------ DOCUMENT PASSAGE

Stephen Hill, 53, needed heart bypass surgery but was told he was fit to work and would be withdrawn from Incapacity Benefit in November 2011. This despite him winning a previous appeal against an assessment.

One month later, Boxing Day to be precise, and Stephen was dead from a heart attack.

His brother Anthony said: “The worry put so much pressure on him.”

It is certain to get worse, for despite the ATOS assessments being repeatedly proven to be wrong, ministers are preparing to restrict legal aid for those seeking to overturn unjust decisions.

So what we have is a system that is recognised as faulty, and we intend to remove the legal means by which to challenge its numerous errors. This comes in addition to the intended removal of benefits during the period of the appeal.

The message from Cameron and Clegg’s Coalition to disabled and sick people is clear. Accept what we say, or we will make life a (barely) living hell. And for some people that has proven too dire a prospect to contemplate.

------------
------ STUDY MATERIAL

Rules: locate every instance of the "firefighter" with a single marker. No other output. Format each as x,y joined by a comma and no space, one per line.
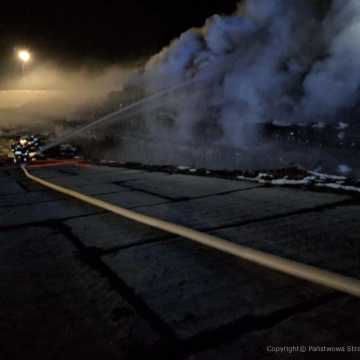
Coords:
25,149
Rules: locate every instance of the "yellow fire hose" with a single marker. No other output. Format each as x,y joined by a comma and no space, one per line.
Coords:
306,272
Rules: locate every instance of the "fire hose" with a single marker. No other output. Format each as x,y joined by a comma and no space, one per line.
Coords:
293,268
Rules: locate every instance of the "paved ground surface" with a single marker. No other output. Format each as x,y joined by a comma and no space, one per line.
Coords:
79,283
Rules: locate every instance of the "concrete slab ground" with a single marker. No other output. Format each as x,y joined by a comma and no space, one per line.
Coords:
53,306
77,282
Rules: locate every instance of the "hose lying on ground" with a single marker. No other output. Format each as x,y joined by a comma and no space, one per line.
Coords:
302,271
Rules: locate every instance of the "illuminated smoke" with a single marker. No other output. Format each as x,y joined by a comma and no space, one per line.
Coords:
279,61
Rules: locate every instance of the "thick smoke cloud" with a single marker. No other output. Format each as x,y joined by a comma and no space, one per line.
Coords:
47,94
279,61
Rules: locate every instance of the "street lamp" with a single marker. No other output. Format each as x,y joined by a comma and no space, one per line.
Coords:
24,56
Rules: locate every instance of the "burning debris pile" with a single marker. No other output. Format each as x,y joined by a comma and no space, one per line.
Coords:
291,177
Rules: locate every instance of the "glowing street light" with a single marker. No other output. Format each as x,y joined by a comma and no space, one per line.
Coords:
24,56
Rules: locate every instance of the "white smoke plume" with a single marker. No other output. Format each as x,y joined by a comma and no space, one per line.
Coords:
48,93
275,61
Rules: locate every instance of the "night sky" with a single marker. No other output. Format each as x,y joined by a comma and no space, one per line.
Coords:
100,31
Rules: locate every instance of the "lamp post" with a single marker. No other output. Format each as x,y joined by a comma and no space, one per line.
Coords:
24,56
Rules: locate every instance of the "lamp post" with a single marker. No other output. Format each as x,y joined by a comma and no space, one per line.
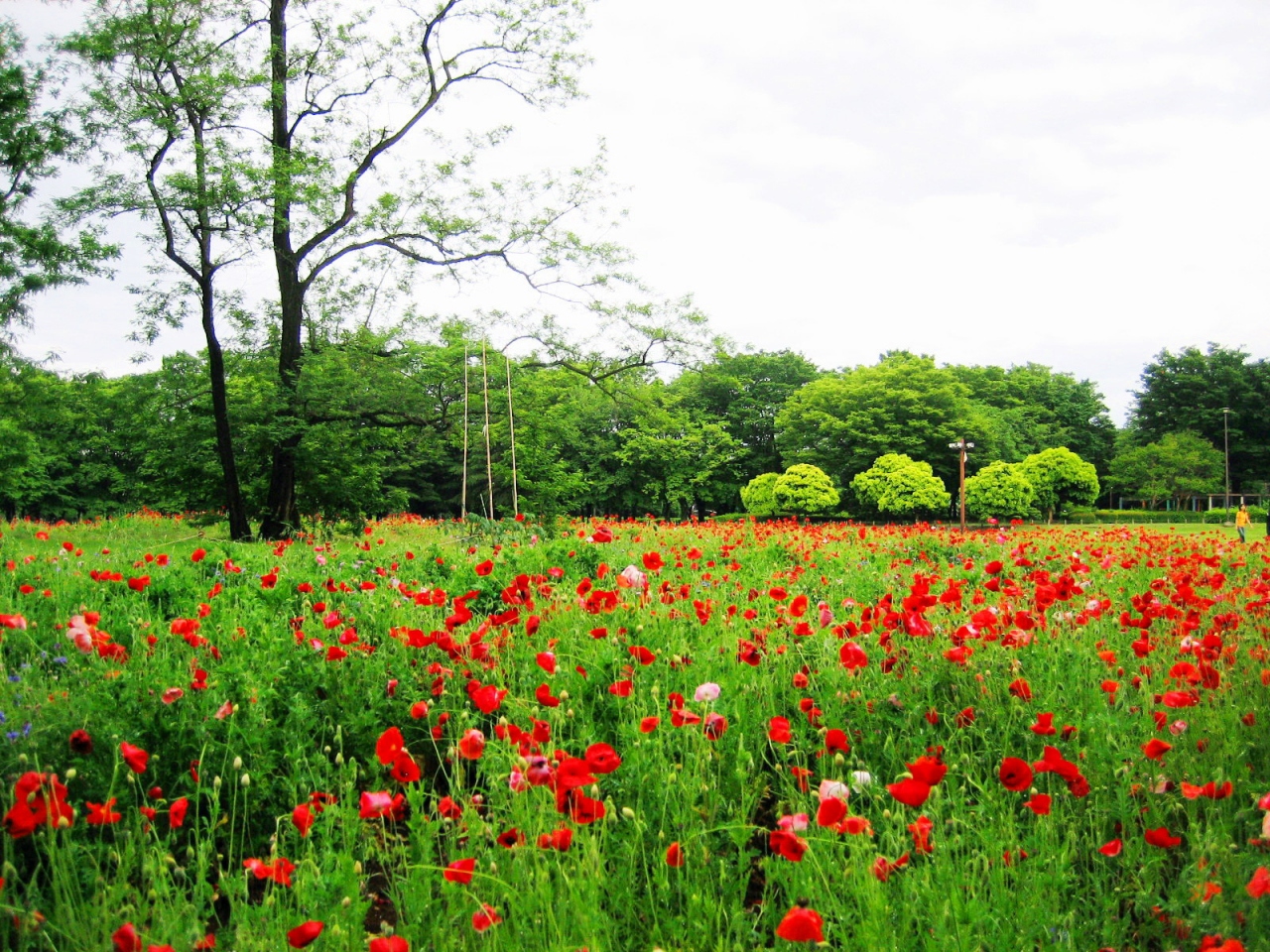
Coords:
1225,433
961,445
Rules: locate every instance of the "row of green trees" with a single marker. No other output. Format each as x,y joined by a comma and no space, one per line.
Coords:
284,135
384,429
898,486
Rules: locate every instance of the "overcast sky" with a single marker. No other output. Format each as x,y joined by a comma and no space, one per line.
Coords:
1079,182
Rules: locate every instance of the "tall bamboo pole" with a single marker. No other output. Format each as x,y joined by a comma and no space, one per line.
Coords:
489,457
511,428
463,506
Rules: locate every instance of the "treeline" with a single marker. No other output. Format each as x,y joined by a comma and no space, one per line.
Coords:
381,429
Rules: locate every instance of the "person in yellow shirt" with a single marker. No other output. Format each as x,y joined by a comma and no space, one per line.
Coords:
1241,524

------------

From the passage about benefit assessments, reproduce word for word the stretch that begins with the words containing "His brother Anthony" and ends with "prospect to contemplate.". Rely only on the passage about benefit assessments, not on the data.

His brother Anthony said: “The worry put so much pressure on him.”

It is certain to get worse, for despite the ATOS assessments being repeatedly proven to be wrong, ministers are preparing to restrict legal aid for those seeking to overturn unjust decisions.

So what we have is a system that is recognised as faulty, and we intend to remove the legal means by which to challenge its numerous errors. This comes in addition to the intended removal of benefits during the period of the appeal.

The message from Cameron and Clegg’s Coalition to disabled and sick people is clear. Accept what we say, or we will make life a (barely) living hell. And for some people that has proven too dire a prospect to contemplate.